■ TASK SET ■
- 1) Name every university where the interview excerpt says the Center for Human Compatible AI has a branch or is adding one.
- 2) Quote the interview excerpt from "Desmond: Is there" to "people can embrace.".

■ EXCERPTED PASSAGE ■
Desmond: Is there really enough time to research alternatives to current AI design?

Dr. Russell: I would say more alarmism might be self-defeating. I also think you’ve got to have an alternative that people can embrace.

I’m writing the fourth edition of my textbook (“Artificial Intelligence, a Modern Approach”) right now. The first three editions all give the standard model and the fourth edition says there was a standard model (for AI) and it’s wrong. And here’s the right way of thinking about this problem. Unfortunately, the next 17 chapters actually still talk about how to do things in the standard model, because we don’t have all of the new ways of doing things.

it’s sort of awkward. I mean, we had to do a new version of the book, because deep learning happened since the last edition. We were always planning to do a new edition but we don’t yet have the content.

One of the things I have come to appreciate over the years of doing research is it’s not really about coming up with ingenious algorithms, it’s actually really about coming up with the right definitions of the problems in the first place. Coming up with the right definition, particularly when you’re talking about a definition that involves interaction with a human, always starts to feel messy, hard to really write down in a nice mathematical framework. We’ve got to figure out stylized forms of interaction with humans that could form the basis of a mathematical framework.

The other thing I’m trying to do is to get more places to do this kind of research. So we (Center for Human Compatible AI – CHAI) have branches at Cornell and Michigan, and we’re adding branches at MIT and Princeton. We’ve got a big grant from the Open Philanthropy Project, which is set up by Dustin Moskowitz, one of the Facebook founders.

■ EXTRACTED DATA ■
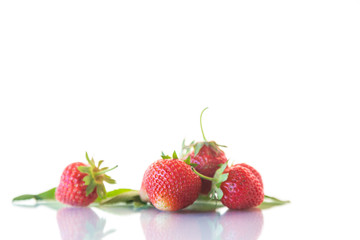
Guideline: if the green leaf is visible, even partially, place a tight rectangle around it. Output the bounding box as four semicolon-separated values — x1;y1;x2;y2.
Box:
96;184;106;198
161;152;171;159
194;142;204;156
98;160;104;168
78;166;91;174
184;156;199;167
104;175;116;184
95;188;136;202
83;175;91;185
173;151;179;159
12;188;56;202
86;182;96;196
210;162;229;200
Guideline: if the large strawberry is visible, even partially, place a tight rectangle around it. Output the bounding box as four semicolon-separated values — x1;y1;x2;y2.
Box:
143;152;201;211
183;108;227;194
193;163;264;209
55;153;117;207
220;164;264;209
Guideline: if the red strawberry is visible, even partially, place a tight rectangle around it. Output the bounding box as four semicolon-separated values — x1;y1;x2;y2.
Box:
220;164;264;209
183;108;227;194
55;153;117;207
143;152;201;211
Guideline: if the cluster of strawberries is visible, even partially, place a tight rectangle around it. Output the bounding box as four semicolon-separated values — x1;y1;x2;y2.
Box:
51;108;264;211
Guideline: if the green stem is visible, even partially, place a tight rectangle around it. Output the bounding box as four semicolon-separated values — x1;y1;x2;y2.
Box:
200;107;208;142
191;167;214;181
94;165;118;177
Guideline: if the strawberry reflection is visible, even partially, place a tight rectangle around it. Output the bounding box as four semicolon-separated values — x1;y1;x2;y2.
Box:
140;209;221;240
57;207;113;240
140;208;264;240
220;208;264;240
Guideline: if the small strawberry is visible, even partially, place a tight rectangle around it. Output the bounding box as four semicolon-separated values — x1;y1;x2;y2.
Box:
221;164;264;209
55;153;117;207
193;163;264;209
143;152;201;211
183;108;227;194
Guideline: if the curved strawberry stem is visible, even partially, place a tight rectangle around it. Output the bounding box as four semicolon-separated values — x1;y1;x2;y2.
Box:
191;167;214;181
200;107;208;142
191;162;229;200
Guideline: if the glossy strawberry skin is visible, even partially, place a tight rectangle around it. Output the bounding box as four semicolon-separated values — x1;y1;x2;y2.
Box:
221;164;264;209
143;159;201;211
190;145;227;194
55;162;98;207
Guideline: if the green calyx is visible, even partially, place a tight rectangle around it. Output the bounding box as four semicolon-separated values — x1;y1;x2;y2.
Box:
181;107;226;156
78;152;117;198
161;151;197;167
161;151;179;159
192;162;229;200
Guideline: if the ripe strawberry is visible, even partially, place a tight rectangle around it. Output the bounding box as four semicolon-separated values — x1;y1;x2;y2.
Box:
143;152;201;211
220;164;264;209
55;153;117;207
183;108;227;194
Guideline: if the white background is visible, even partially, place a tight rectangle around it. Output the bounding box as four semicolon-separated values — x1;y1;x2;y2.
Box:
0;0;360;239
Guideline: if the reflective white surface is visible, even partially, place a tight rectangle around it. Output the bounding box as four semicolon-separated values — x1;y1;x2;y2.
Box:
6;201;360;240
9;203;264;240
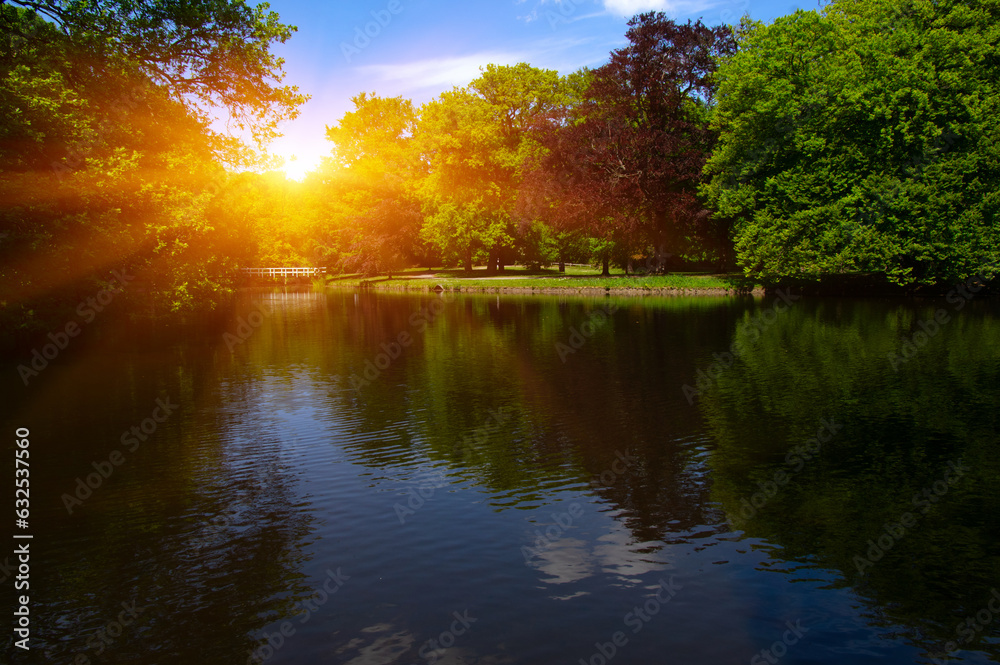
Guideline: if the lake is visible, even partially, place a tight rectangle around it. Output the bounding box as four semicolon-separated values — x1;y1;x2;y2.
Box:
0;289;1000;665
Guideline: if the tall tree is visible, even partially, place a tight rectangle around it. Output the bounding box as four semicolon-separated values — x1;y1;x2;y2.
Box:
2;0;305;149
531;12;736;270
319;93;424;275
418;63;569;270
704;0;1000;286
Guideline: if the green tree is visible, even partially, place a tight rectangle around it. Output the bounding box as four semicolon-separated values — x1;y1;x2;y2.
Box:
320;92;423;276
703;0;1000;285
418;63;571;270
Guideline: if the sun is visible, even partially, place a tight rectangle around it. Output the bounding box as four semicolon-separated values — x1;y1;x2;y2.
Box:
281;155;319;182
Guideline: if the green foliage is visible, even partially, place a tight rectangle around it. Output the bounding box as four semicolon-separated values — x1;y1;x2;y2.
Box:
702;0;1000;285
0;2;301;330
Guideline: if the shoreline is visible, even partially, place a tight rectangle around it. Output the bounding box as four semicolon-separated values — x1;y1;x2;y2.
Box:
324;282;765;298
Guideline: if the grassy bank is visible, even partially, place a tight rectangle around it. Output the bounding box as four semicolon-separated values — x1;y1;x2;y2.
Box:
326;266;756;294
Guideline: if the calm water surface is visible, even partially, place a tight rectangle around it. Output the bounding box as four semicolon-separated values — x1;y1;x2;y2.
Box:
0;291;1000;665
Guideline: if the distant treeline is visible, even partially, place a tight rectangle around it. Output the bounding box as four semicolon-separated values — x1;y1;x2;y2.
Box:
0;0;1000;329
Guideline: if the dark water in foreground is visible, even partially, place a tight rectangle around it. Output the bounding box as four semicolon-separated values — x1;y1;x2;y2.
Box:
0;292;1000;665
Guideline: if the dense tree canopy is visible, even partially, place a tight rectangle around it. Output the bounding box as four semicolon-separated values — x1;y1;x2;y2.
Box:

■ YOUR RESPONSES ■
- 1) Cornell, Michigan, MIT, Princeton

- 2)
Desmond: Is there really enough time to research alternatives to current AI design?

Dr. Russell: I would say more alarmism might be self-defeating. I also think you’ve got to have an alternative that people can embrace.